Answer from the text on bachelor and master theses:
(a) In which programming languages does the group expect students to have good knowledge and practical experience?
(b) With whom is each thesis topic usually specified?
(c) What does the visualization of a Lagrangian fluid simulation require?

» **Text segment**:
——————

Bachelor and Master Theses

We permanently offer topics for bachelor and master thesis projects in all areas of our research field and in related areas. Currently, the research of our group covers the following topics: interactive simulation of rigid bodies and deformable solids, fluid simulation, cutting and fracturing, medical simulation, massively parallel computation on GPUs, game physics, collision detection and real-time visualization. Each thesis topic is usually specified in cooperation with one of our research assistants and/or Prof. Bender considering the student's individual interests and his/her previous knowledge as well as the current research topics of the Computer Animation group. In order to guarantee a successful completion of the thesis, we usually expect our student to have

  • Good knowledge and practical experience in C/C++ and object-oriented programming
  • Basic knowledge of numerics, algorithms and data-structures

Below you find a (non-complete) list of currently open theses. If you are interested in another research topic, please contact us.


Master Thesis: Surface Reconstruction for Particle Data

Lagrangian fluid simulations are based on a particle representation. The particles are used for all computations. However, for the visualization a surface mesh is required.

——————

» **Source data**:
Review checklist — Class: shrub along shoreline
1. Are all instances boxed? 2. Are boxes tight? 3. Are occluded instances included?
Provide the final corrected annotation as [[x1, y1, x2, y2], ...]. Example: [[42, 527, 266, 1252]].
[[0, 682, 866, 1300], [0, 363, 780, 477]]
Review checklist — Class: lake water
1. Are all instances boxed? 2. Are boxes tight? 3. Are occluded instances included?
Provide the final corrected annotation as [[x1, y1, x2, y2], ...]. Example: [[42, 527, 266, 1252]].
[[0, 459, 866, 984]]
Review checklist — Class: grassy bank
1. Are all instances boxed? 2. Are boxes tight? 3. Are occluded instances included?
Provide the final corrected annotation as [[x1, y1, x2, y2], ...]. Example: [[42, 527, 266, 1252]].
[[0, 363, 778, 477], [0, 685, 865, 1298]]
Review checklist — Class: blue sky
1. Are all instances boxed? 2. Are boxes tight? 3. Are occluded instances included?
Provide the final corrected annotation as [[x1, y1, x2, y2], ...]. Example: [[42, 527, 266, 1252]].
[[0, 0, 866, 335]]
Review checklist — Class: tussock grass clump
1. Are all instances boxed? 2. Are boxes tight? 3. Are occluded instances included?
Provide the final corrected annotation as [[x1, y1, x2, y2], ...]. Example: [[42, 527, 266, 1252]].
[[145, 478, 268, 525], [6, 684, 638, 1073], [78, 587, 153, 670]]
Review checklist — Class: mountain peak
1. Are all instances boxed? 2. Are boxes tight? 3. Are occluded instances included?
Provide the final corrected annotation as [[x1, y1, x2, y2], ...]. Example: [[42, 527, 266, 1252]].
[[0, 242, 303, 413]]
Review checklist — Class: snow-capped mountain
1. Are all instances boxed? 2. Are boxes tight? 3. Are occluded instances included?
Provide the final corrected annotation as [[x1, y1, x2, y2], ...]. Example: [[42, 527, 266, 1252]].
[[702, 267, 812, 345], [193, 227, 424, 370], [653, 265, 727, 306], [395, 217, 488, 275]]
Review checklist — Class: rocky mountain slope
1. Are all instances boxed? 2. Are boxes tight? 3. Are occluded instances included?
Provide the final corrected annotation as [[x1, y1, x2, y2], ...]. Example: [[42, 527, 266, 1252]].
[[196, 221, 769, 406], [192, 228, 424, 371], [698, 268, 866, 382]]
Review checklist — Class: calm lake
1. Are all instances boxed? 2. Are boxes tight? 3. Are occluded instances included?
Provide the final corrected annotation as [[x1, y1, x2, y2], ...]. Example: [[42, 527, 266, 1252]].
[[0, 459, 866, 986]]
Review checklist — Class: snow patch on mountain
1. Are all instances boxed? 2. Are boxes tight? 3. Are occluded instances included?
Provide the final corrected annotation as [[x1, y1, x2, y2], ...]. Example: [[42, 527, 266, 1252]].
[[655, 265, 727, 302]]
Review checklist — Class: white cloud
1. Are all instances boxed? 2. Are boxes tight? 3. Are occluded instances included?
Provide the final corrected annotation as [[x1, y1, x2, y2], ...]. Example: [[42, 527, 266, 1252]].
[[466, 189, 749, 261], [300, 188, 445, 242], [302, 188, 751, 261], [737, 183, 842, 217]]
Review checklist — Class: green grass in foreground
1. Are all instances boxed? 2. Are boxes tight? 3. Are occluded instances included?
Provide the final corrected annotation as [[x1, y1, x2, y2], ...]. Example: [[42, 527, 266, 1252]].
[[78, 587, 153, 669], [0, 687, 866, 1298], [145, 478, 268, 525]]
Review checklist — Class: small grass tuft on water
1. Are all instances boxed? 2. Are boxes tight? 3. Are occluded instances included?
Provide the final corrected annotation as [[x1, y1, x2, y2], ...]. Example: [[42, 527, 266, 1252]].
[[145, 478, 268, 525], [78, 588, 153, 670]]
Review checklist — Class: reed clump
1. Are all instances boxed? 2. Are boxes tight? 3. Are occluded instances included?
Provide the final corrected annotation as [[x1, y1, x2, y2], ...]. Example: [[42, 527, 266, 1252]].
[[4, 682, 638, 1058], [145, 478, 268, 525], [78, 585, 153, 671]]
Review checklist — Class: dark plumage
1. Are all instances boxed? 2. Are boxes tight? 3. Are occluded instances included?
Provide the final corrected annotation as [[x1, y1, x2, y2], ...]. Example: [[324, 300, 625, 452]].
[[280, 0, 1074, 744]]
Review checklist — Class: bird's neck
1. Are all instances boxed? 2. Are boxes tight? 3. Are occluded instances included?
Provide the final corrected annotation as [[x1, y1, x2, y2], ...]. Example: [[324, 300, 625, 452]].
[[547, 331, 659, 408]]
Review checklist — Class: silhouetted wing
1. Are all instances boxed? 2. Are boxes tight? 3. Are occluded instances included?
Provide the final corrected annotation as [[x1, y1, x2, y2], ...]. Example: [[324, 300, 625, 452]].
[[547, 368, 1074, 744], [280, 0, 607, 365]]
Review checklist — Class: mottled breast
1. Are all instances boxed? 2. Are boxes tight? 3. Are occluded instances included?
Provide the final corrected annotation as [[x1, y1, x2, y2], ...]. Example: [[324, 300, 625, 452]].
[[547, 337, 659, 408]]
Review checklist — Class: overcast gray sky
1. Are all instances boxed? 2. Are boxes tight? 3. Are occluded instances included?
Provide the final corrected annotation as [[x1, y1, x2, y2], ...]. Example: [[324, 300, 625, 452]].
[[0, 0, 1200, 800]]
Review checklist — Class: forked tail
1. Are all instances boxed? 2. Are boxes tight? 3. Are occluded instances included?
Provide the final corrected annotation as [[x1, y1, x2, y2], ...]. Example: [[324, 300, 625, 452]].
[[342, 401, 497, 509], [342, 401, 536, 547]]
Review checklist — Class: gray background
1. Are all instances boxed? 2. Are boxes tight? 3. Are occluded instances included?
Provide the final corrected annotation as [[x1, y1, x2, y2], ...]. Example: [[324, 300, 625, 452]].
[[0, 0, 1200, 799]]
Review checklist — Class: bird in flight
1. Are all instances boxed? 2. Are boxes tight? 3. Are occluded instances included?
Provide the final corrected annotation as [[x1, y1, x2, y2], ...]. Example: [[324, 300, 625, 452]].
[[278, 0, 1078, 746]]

——————

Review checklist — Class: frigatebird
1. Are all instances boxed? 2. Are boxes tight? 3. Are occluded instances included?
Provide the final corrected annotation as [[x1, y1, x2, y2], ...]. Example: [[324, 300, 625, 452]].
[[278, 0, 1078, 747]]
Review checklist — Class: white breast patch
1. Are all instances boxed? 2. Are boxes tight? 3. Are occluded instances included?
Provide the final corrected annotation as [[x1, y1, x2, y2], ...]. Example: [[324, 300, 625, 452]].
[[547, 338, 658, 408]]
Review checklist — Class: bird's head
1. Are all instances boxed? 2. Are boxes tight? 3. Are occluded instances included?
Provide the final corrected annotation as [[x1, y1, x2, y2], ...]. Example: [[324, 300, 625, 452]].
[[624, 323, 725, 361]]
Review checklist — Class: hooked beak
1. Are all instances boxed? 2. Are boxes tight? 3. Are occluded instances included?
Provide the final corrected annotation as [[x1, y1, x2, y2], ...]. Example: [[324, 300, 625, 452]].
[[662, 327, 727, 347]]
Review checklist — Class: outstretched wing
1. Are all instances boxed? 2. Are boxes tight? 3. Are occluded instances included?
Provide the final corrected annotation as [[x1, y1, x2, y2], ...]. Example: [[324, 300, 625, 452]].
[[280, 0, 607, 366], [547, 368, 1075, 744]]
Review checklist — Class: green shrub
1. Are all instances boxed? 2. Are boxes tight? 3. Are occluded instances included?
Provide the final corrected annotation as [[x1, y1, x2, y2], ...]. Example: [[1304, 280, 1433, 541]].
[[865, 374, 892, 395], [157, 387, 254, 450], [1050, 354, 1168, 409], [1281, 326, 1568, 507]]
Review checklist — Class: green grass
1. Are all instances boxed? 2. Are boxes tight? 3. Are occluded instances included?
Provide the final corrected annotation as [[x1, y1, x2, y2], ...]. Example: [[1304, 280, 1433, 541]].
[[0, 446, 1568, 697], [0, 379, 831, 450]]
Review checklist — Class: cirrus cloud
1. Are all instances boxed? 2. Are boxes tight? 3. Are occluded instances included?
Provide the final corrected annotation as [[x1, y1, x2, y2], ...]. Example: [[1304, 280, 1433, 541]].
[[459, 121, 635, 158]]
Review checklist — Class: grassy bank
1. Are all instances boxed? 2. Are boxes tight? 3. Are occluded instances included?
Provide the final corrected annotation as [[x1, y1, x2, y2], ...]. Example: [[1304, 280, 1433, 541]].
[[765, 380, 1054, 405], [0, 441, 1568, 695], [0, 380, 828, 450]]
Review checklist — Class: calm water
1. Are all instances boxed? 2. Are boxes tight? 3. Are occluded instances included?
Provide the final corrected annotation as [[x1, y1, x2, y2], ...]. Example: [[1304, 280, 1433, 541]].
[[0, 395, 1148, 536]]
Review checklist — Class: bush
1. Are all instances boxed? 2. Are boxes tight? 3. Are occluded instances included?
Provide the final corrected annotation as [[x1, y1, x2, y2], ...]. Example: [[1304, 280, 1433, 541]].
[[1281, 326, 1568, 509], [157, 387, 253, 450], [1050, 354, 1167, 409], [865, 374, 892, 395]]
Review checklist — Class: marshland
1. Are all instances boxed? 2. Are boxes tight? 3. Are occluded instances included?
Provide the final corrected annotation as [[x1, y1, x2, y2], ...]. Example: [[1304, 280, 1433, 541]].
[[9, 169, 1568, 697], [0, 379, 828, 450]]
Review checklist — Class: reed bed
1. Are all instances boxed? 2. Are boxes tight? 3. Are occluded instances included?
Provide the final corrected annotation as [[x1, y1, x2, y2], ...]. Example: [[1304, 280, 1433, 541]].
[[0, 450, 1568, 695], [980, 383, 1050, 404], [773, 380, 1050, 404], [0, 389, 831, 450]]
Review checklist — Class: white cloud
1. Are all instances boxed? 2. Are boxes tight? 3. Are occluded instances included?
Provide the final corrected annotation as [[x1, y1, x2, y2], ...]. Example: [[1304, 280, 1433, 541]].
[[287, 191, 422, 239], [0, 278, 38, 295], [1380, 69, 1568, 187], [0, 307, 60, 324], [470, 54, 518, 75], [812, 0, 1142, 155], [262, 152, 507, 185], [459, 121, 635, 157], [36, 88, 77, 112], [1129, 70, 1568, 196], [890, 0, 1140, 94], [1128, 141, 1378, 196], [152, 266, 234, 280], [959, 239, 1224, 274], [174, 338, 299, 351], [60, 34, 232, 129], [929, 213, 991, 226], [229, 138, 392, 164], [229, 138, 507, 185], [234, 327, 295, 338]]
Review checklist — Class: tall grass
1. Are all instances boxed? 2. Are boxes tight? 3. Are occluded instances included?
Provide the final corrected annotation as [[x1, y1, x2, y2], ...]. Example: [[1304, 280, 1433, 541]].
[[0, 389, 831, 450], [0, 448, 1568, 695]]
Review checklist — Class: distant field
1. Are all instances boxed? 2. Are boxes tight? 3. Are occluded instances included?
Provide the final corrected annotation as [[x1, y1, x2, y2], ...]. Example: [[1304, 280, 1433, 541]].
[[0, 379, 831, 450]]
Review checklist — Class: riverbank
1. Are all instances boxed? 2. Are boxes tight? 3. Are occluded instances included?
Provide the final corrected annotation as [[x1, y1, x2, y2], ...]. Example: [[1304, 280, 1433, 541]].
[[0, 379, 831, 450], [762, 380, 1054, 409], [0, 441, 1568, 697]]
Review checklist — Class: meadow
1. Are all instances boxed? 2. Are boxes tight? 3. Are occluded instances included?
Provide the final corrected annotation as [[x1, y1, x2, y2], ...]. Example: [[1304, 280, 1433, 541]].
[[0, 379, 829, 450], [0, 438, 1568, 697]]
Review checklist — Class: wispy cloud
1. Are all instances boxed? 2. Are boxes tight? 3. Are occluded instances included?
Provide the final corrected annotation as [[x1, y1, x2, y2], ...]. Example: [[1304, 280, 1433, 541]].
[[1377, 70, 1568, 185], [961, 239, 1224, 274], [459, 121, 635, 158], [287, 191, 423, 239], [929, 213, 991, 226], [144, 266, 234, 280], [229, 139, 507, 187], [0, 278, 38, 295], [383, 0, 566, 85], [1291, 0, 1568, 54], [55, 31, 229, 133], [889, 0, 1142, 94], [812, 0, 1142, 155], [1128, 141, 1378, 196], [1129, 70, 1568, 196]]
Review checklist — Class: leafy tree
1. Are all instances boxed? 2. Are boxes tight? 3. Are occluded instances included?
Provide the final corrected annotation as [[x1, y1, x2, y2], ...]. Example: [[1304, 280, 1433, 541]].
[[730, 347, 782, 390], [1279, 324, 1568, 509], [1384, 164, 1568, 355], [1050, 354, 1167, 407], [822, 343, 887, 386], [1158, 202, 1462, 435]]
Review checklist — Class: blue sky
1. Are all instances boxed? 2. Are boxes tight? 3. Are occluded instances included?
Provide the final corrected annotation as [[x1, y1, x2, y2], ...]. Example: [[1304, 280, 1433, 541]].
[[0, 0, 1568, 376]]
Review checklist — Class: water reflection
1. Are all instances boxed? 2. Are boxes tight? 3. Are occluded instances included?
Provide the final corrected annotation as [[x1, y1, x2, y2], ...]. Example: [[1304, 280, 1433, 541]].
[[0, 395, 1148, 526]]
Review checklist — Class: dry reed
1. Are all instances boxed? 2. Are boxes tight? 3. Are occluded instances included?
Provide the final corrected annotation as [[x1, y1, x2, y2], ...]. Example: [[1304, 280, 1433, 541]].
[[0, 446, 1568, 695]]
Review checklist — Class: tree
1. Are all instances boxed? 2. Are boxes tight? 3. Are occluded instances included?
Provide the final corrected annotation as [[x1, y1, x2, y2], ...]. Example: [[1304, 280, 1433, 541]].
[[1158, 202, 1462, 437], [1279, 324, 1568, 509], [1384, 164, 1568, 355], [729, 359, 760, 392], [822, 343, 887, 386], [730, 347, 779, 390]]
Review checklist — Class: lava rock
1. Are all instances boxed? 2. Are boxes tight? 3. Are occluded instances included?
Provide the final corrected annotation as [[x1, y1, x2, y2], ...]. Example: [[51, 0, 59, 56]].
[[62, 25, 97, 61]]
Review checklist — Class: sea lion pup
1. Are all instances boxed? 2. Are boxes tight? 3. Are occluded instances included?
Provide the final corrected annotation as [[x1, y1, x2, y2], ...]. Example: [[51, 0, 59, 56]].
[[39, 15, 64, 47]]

——————

» **Reply**:
(a) C/C++
(b) One of the group's research assistants and/or Prof. Bender
(c) A surface mesh